- _What you are asked to do_: Identify each line in the records below that contains the word "chair", and copy those lines in the order they appear.

- _Data provided_:
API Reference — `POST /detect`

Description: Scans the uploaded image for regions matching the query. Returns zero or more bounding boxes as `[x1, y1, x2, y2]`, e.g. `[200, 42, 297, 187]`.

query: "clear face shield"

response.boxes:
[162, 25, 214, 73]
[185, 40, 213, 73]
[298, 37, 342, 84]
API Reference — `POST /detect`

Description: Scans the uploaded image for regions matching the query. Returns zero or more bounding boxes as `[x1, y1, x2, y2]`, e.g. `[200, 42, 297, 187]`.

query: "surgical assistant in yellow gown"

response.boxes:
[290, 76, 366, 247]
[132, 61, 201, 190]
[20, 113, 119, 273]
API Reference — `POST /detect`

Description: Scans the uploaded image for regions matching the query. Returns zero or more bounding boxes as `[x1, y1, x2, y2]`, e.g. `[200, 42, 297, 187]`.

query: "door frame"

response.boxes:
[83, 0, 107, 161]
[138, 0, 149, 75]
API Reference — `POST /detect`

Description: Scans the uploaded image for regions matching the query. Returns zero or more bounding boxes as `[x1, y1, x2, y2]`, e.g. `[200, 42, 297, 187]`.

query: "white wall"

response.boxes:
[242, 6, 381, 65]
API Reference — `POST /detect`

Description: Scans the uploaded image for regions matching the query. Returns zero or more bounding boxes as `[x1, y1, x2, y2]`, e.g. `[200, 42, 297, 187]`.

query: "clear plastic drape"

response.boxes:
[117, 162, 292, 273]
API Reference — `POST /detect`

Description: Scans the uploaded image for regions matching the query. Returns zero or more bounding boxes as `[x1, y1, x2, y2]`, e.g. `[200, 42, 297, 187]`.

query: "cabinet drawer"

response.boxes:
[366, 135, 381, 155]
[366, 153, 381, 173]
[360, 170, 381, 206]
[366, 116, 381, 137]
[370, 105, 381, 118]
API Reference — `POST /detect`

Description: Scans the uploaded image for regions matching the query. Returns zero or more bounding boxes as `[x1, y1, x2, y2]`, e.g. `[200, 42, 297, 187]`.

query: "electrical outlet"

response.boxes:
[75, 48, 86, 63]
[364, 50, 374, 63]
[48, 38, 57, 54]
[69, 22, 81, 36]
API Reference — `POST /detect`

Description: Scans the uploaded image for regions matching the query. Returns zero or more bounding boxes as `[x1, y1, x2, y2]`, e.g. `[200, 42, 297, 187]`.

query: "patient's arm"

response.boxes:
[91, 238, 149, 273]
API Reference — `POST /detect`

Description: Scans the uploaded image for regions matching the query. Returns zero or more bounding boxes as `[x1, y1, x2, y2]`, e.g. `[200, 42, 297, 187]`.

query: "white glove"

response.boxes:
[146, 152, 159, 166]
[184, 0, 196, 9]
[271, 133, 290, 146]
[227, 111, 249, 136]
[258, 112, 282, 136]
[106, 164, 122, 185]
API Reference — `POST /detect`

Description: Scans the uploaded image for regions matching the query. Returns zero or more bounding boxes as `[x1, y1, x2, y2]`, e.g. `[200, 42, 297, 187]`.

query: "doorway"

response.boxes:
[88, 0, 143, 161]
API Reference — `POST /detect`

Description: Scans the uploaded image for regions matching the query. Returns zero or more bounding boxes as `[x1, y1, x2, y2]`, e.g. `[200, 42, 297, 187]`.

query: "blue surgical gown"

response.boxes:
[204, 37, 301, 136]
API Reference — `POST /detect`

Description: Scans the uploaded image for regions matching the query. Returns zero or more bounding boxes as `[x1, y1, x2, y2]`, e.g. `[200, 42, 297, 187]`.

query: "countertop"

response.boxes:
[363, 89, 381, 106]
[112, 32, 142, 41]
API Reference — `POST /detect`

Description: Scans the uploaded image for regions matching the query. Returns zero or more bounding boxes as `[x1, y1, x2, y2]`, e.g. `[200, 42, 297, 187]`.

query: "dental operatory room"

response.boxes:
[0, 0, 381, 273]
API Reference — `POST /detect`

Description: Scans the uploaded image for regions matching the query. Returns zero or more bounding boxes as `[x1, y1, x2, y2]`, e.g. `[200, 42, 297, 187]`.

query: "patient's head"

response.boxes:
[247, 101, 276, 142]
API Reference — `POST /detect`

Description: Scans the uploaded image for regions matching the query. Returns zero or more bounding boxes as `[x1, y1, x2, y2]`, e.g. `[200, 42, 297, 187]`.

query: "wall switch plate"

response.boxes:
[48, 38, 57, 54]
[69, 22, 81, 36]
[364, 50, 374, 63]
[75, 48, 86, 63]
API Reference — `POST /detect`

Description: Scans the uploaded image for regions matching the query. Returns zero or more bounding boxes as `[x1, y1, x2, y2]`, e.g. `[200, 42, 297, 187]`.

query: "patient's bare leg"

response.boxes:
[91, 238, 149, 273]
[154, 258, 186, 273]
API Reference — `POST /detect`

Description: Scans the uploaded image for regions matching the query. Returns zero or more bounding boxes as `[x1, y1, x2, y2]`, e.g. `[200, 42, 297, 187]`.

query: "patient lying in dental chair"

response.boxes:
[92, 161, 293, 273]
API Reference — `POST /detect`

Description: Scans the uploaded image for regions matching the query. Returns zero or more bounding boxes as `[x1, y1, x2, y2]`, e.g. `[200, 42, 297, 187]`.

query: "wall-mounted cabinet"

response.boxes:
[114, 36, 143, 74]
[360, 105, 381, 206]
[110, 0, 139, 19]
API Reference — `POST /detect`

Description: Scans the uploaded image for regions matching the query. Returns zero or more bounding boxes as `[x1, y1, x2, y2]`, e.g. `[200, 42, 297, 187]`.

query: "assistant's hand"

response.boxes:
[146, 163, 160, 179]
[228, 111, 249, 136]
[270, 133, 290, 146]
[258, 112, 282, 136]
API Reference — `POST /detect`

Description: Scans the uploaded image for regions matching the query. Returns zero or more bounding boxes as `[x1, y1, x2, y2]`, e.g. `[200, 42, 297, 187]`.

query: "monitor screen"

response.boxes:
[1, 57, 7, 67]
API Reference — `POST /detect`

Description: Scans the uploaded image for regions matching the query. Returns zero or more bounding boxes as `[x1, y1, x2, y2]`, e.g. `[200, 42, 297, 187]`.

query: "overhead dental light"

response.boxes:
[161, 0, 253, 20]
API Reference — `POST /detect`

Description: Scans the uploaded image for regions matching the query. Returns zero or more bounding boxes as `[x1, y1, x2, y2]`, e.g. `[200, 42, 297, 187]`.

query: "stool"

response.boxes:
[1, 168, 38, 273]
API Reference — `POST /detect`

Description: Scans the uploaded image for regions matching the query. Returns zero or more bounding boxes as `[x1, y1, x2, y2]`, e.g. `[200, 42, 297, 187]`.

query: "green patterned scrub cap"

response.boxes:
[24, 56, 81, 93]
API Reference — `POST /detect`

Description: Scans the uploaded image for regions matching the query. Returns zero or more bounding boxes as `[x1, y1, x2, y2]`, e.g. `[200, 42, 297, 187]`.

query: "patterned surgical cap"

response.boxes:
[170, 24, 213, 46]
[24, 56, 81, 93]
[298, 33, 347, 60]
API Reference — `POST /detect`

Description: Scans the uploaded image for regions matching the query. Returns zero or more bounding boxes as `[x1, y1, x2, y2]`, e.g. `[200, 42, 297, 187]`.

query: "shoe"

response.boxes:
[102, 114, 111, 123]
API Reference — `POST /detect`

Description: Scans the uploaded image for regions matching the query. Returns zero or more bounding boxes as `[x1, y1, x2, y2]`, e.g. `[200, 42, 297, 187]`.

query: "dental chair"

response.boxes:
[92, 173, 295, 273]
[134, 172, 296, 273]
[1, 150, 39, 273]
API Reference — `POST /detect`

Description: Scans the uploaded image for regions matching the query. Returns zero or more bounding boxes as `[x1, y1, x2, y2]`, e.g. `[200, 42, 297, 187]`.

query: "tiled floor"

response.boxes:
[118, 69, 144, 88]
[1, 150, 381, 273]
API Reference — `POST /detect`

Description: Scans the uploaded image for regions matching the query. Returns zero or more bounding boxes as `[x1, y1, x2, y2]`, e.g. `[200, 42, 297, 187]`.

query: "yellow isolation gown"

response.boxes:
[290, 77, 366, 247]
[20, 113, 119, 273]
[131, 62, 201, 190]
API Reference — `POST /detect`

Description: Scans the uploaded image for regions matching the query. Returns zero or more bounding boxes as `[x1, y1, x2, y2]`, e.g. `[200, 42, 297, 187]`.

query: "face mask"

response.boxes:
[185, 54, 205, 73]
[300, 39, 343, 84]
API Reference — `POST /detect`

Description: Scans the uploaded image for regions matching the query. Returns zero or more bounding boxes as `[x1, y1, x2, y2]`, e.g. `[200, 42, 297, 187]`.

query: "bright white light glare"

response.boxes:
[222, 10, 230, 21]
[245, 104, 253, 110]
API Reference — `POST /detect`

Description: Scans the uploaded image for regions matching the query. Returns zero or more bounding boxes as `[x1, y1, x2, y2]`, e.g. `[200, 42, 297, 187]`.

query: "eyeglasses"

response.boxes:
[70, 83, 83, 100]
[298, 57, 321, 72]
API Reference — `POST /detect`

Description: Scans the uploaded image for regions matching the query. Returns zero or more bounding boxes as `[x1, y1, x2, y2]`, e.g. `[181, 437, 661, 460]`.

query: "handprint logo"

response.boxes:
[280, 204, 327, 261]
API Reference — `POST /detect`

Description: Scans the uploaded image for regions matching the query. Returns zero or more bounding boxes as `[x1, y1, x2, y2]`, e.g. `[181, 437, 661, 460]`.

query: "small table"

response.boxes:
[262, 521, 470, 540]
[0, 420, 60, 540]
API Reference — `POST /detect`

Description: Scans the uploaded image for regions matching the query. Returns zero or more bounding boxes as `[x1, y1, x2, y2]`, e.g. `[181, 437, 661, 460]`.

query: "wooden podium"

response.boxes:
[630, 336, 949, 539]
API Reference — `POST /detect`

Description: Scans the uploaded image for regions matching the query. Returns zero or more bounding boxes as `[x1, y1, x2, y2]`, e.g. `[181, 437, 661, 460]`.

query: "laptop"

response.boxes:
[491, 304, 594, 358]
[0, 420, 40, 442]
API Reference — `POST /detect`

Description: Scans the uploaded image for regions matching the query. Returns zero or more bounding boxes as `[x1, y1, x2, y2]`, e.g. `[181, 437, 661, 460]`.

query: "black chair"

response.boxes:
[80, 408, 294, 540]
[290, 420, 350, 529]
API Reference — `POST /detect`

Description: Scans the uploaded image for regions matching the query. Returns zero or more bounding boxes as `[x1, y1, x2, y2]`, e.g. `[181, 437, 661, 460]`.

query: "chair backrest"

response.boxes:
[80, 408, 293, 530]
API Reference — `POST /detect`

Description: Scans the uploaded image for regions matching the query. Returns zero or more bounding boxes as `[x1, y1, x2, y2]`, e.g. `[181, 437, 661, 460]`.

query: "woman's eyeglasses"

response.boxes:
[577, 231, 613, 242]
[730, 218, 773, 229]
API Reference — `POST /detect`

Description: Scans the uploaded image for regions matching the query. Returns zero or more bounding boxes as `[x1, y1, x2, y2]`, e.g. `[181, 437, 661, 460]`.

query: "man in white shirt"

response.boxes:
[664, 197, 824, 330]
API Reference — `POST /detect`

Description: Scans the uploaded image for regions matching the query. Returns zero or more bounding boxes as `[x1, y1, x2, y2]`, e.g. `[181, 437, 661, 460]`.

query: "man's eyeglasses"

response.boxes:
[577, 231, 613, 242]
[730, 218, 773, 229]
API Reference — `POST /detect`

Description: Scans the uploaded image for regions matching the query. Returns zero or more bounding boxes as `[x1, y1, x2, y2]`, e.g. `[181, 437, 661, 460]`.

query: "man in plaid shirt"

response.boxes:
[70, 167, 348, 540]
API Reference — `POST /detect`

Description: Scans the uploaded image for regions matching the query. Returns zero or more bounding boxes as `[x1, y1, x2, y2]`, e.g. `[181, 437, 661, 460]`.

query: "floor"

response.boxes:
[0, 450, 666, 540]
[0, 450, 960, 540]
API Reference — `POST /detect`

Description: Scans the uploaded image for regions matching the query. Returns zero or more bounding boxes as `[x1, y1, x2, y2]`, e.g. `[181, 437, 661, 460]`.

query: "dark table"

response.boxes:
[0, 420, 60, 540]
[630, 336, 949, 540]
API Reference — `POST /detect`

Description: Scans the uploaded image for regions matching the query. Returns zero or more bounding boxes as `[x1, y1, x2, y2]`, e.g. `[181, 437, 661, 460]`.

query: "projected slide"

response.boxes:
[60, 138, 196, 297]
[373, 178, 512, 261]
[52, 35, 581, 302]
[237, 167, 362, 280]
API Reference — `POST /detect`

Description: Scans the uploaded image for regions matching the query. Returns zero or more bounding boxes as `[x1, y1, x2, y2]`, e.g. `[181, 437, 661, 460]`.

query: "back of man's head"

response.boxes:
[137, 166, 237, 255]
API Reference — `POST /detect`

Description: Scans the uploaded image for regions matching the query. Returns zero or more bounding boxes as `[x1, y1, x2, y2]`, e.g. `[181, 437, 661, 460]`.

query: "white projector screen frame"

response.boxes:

- _Result_:
query: "patient lying in dental chair"
query: "dental chair"
query: "black chair"
query: "chair backrest"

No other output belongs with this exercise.